Scan the records below and say how many lines include the word "tile", giving no other text.

:: DATA FOR ANALYSIS ::

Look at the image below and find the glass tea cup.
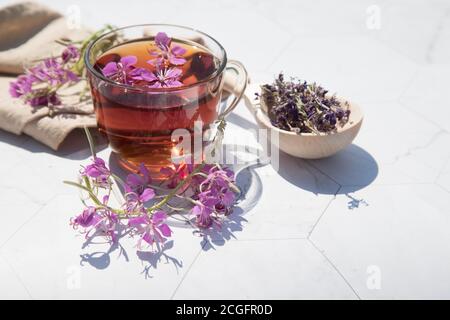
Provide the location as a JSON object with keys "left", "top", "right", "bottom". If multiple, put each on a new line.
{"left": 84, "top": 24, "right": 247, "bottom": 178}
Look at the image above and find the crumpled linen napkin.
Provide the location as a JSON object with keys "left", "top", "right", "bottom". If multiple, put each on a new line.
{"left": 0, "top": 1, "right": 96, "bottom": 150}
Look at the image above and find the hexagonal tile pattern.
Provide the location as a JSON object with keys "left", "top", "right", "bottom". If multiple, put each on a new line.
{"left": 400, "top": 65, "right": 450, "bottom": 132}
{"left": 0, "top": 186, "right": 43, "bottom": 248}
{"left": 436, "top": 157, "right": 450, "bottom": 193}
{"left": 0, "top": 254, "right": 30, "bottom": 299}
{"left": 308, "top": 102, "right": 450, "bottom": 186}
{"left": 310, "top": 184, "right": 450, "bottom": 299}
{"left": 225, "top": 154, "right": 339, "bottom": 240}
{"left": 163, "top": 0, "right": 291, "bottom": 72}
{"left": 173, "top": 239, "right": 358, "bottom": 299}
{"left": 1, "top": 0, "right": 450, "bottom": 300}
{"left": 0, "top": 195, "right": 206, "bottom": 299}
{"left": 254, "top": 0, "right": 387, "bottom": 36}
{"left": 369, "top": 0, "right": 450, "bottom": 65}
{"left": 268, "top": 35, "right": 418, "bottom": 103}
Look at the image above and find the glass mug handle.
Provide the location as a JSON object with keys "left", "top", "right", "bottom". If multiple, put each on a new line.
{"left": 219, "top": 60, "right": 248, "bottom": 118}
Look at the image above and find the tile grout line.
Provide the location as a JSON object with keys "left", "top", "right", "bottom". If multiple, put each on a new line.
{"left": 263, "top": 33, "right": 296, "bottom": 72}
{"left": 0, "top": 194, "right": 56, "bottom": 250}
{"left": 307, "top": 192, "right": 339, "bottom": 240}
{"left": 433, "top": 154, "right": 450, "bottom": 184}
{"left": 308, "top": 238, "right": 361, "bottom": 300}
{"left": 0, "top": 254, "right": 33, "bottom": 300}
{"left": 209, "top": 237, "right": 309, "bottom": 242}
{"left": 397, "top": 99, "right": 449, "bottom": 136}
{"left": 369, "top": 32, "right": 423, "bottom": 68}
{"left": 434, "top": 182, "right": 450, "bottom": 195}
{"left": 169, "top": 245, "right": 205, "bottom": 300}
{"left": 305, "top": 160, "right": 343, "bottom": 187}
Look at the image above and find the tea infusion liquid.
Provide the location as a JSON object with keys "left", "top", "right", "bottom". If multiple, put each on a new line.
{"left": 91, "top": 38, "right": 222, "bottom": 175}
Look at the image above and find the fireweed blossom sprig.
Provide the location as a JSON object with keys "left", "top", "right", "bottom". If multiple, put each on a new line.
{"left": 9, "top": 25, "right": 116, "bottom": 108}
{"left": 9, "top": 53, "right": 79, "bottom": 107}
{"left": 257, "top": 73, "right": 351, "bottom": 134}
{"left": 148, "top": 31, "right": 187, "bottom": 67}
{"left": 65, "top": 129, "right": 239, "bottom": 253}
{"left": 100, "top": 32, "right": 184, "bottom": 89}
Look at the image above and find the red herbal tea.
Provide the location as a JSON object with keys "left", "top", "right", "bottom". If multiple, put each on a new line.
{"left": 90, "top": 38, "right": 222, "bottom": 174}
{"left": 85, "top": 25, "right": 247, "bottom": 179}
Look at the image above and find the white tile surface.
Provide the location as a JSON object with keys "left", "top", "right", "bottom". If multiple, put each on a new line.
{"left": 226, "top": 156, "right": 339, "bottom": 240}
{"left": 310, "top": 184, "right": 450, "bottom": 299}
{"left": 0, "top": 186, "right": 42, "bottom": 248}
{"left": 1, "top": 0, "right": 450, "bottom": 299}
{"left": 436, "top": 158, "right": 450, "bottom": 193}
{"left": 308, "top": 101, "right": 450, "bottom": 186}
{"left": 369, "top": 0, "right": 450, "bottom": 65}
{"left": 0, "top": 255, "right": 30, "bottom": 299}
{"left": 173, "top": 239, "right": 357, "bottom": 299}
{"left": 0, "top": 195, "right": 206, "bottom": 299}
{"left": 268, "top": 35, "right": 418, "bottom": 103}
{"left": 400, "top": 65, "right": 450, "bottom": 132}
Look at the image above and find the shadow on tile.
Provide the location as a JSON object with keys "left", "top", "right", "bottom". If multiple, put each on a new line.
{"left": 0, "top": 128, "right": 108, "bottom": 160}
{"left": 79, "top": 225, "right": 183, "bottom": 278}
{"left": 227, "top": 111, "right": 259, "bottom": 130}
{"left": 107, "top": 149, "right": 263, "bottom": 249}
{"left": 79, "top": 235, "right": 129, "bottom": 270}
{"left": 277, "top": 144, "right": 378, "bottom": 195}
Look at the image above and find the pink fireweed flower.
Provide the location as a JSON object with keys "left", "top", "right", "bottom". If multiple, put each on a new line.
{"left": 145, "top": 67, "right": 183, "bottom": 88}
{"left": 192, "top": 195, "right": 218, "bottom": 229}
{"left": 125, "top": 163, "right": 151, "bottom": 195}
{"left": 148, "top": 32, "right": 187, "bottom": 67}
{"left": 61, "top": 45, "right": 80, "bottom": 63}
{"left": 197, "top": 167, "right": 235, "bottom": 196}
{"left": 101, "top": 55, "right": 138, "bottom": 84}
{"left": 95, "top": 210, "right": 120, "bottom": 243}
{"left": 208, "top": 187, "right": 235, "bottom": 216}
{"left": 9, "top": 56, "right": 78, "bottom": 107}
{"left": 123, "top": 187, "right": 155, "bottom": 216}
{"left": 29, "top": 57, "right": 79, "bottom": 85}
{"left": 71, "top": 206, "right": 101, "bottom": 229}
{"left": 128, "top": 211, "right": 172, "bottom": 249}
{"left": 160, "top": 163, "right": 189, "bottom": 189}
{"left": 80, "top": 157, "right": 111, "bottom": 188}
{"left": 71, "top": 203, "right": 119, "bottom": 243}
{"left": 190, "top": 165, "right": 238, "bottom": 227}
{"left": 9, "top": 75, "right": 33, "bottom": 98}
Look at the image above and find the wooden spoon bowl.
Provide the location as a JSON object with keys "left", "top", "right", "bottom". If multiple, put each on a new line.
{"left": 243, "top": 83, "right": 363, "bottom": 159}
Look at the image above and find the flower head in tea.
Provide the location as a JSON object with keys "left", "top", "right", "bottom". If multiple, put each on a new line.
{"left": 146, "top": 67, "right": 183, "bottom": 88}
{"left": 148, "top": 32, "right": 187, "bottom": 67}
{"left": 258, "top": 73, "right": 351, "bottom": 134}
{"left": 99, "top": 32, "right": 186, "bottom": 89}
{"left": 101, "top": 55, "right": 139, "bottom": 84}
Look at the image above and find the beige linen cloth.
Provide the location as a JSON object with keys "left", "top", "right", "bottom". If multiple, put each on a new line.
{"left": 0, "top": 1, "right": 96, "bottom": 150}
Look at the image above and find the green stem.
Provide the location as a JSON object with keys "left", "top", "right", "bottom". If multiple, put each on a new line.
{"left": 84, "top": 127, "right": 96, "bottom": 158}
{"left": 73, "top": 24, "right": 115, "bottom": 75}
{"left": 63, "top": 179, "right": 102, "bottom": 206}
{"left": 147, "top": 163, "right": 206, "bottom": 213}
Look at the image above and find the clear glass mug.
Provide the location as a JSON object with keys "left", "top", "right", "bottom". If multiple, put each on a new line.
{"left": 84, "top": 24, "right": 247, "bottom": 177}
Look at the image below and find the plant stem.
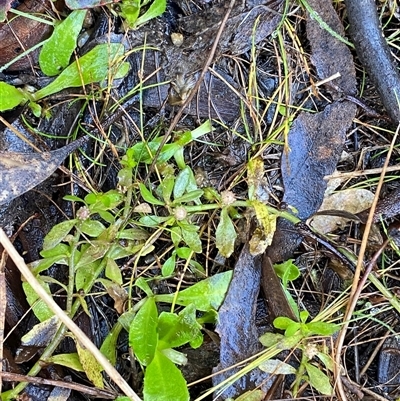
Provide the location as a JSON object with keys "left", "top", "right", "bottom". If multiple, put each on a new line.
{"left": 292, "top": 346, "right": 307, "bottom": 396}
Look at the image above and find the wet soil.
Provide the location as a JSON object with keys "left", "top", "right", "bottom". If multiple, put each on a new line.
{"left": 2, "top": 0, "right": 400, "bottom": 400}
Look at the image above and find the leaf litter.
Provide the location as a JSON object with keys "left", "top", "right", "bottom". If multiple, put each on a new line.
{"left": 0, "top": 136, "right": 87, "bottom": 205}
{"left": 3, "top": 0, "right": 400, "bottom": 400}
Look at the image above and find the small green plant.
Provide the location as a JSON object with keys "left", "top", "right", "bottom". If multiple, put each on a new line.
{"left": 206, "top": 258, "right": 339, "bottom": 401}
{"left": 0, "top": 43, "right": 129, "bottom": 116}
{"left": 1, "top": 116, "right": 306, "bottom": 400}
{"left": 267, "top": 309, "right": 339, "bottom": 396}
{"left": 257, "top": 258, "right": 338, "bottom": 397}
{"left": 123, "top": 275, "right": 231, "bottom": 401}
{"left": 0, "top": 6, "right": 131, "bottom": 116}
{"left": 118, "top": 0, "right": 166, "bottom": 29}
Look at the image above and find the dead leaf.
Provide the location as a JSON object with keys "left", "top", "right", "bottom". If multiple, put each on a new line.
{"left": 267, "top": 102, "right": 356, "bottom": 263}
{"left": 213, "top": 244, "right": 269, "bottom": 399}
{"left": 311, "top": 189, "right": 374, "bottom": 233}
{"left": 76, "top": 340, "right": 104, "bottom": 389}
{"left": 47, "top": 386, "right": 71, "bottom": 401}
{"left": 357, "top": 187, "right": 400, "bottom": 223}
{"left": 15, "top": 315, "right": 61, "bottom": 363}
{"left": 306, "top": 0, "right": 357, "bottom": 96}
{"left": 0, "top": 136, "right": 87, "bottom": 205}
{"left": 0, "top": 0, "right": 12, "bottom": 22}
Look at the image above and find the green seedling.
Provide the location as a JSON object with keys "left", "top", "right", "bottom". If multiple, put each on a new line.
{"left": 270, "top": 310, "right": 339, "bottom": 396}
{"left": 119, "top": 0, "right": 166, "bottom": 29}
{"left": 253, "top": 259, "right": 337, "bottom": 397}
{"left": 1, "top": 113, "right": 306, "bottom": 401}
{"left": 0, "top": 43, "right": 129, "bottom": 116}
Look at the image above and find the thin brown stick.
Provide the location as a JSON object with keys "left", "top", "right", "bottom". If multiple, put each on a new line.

:::

## [RESULT OF THE TASK]
4